- _Your task_: Determine how many lines below include the string "countertop". Reply with the number only.

=== Records ===

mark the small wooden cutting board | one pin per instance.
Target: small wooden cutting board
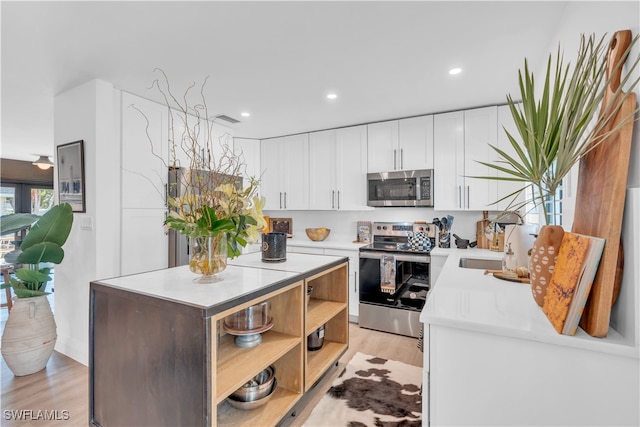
(512, 277)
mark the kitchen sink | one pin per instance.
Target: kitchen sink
(481, 264)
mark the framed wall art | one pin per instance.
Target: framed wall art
(70, 165)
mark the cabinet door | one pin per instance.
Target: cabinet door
(448, 131)
(322, 170)
(354, 297)
(296, 169)
(271, 170)
(144, 242)
(480, 130)
(351, 168)
(382, 146)
(248, 150)
(505, 122)
(144, 153)
(415, 143)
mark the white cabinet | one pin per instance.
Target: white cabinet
(144, 176)
(415, 141)
(354, 266)
(448, 136)
(144, 153)
(322, 170)
(382, 146)
(462, 140)
(338, 168)
(248, 150)
(145, 246)
(401, 144)
(505, 122)
(506, 381)
(285, 172)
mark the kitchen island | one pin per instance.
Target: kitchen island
(160, 355)
(492, 358)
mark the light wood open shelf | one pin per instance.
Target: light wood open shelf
(320, 360)
(320, 312)
(279, 404)
(233, 361)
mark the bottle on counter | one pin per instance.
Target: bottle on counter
(509, 261)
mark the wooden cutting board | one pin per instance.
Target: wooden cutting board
(600, 195)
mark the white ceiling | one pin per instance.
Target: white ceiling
(276, 60)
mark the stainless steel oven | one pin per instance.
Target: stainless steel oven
(400, 188)
(395, 278)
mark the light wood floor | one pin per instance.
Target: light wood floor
(63, 385)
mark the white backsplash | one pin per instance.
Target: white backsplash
(343, 223)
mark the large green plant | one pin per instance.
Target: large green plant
(560, 127)
(43, 244)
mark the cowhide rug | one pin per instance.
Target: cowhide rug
(372, 392)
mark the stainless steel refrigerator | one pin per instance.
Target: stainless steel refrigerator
(178, 179)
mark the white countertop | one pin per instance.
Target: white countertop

===

- _Exercise result_: 2